[YOUR OBJECTIVE]
Gather every line from the rows below that contains the word "mitten", and copy each one in full. Case counts.

[LISTING]
☆ ☆ ☆

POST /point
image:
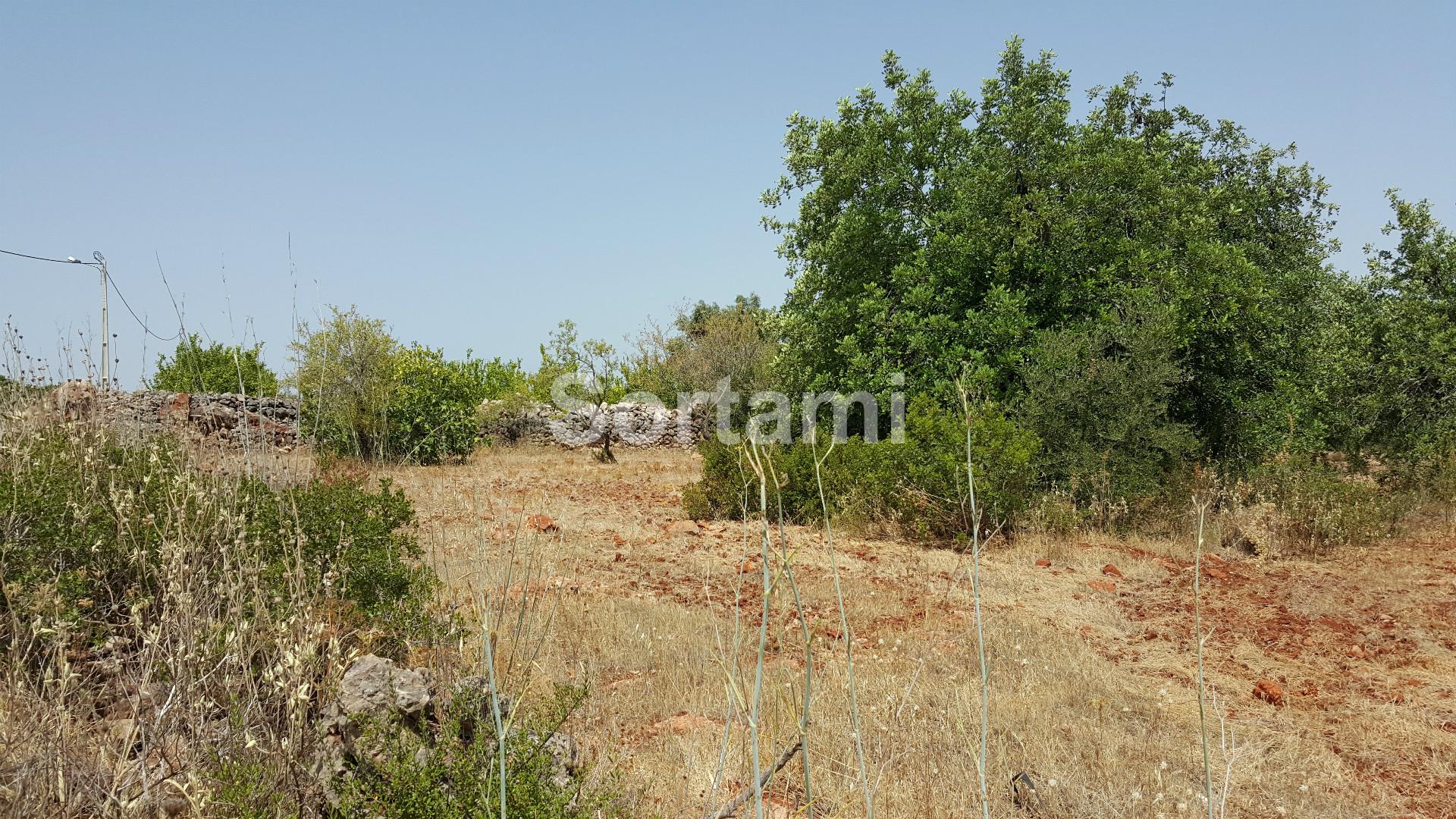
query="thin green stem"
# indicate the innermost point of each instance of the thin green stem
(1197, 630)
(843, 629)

☆ ☆ ☆

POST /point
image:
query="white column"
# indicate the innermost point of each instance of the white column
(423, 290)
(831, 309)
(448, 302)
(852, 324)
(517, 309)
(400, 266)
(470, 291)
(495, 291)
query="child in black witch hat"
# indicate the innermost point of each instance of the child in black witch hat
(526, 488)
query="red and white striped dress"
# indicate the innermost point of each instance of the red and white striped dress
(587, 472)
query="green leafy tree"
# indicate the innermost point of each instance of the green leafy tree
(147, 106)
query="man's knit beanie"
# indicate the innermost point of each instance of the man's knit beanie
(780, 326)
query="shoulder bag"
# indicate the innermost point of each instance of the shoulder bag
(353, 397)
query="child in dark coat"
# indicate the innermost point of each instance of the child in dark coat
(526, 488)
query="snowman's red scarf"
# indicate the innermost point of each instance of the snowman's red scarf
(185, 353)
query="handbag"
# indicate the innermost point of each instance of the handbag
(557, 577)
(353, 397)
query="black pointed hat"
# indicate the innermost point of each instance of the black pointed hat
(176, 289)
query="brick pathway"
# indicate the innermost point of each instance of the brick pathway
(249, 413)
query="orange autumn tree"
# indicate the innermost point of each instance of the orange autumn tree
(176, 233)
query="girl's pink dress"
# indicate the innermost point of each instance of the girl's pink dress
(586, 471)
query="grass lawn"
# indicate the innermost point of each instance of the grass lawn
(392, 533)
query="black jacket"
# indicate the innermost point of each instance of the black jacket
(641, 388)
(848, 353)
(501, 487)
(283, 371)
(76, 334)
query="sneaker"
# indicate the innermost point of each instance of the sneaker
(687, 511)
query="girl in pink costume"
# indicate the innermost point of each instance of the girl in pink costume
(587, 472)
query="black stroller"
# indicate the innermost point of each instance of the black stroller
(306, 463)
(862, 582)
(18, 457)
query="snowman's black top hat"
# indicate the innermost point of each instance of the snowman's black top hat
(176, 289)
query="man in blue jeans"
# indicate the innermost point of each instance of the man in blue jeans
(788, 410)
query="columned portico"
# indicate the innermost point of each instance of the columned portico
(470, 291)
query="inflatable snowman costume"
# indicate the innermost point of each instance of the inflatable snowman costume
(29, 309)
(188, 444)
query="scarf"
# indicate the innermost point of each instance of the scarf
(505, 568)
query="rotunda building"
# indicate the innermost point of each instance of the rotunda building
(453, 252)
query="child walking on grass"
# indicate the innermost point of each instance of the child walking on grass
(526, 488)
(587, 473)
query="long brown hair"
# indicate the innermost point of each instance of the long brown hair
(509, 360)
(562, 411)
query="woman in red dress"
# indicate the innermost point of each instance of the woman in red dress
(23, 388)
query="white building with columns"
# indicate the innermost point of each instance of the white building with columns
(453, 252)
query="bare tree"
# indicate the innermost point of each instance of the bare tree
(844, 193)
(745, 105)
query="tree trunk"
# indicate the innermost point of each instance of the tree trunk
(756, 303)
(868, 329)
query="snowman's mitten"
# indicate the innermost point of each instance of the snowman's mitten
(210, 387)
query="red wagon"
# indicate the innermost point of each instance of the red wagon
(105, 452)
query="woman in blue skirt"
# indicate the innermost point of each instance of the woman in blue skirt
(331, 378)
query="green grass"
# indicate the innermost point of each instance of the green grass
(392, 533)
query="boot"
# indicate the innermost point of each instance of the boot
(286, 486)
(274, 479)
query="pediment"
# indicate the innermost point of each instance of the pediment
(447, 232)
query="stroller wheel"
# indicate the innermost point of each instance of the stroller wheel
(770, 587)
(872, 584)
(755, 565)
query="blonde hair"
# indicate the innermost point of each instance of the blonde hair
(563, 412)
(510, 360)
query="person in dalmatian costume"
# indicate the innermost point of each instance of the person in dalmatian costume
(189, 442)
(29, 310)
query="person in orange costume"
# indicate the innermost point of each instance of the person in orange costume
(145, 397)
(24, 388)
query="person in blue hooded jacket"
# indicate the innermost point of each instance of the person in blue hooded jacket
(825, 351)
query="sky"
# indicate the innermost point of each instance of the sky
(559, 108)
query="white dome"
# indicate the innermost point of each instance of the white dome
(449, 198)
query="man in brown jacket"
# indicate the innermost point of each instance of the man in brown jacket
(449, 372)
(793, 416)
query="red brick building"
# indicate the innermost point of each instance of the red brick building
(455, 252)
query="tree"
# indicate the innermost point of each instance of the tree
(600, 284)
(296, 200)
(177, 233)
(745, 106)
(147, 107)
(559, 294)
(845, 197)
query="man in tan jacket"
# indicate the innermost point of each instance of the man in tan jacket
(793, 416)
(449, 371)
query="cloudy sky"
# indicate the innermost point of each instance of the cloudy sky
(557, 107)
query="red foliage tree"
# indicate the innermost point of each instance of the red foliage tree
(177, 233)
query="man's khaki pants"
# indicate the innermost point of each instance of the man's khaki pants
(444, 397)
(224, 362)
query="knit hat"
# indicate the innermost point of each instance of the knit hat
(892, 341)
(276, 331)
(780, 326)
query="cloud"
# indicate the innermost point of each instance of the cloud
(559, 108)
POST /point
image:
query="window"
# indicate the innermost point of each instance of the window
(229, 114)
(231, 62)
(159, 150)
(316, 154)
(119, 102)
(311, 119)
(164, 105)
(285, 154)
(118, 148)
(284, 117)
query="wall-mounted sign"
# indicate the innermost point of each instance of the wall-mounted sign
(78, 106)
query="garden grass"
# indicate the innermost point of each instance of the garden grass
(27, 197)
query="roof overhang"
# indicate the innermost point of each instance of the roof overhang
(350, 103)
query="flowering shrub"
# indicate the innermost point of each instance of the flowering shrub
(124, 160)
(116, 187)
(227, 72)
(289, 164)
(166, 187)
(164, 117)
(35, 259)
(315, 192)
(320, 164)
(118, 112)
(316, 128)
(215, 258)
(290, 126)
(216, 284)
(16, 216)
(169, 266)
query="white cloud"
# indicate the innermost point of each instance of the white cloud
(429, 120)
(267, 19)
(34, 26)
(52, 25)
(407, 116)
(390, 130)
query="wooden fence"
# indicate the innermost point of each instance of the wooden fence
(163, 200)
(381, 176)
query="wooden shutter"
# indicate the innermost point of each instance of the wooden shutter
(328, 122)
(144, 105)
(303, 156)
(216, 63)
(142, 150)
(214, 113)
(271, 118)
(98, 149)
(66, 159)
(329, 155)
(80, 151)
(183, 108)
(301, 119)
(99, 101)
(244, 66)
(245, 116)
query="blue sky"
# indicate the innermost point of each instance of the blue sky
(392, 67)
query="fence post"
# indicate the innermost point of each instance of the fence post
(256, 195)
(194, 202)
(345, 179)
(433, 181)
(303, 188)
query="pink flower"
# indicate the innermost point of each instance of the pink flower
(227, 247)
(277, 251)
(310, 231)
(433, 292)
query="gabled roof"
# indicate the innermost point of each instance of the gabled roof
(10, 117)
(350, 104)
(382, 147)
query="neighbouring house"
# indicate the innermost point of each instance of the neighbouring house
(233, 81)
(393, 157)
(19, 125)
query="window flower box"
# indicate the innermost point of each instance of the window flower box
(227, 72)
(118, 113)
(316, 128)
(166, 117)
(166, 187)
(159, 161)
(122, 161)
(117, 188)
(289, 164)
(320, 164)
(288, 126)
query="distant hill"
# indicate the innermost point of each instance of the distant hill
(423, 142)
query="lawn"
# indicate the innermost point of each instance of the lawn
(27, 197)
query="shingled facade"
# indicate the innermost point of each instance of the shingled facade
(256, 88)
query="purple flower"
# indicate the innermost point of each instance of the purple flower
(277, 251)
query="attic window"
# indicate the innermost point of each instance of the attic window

☆ ☆ ☆

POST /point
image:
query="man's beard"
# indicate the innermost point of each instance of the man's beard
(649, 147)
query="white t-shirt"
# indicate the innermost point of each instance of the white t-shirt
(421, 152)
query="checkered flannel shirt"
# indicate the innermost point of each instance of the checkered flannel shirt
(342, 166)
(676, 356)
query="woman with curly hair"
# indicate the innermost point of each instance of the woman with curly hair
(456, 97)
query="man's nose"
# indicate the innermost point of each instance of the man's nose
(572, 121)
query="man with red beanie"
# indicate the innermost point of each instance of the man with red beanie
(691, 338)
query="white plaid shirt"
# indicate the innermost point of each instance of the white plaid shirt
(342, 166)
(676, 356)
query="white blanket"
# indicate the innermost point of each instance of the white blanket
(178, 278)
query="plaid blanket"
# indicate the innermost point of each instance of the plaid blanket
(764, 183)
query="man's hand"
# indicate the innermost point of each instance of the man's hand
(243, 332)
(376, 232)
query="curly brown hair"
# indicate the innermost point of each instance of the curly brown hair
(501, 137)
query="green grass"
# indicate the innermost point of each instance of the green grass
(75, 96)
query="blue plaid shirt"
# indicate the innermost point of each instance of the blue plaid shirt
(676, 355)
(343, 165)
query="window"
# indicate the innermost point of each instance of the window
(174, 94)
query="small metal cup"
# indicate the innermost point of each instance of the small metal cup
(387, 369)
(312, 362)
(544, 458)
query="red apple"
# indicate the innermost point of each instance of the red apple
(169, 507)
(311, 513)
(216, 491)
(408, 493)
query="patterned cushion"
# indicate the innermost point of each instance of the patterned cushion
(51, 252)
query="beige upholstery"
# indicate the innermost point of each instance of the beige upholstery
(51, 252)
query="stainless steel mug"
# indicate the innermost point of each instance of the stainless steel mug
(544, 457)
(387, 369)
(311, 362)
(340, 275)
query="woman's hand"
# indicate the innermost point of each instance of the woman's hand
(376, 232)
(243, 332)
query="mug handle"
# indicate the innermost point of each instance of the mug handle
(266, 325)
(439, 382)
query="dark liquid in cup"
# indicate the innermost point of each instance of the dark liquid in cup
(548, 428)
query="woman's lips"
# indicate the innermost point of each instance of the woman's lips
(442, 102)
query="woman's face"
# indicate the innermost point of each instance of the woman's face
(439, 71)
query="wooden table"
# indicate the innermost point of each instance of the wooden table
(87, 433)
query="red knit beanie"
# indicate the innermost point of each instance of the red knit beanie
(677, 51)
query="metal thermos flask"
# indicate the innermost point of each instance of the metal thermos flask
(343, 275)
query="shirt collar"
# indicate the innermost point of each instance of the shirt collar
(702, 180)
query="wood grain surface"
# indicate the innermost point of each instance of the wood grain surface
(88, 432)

☆ ☆ ☆

[RESULT OF THE TASK]
query="snowman's mitten"
# indicate the innermost point of each instance of the snowman's mitten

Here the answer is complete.